• _Problem details_: Report each line of the data below that contains the word "footprint", copying the line in full.

------------------------------------------------------------

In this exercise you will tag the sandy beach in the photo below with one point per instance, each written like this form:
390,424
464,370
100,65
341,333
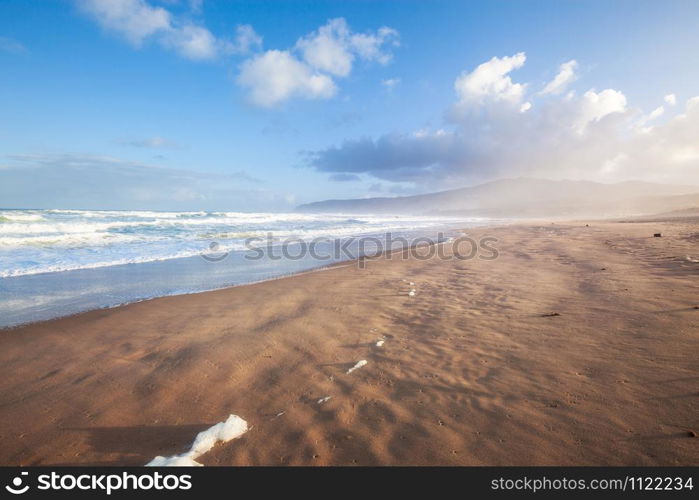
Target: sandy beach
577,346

------------------------------------------------------------

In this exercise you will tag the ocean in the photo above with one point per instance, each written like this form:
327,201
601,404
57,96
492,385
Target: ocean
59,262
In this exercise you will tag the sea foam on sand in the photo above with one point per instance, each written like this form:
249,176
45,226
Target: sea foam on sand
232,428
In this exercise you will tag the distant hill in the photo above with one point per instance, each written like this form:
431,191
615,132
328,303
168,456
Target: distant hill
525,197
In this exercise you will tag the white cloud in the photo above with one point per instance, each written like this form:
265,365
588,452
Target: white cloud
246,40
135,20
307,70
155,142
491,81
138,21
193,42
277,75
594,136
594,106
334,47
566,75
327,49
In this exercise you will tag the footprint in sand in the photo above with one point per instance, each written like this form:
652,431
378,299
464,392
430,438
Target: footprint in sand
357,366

------------------------------------------------------------

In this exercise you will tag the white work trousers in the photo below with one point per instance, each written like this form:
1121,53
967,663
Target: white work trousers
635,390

------------------------------------------------------------

• _Answer for the task_:
In this exercise you will tag the footprint in sand in the photo above with one point per instance, each written like this form:
Target: footprint in sand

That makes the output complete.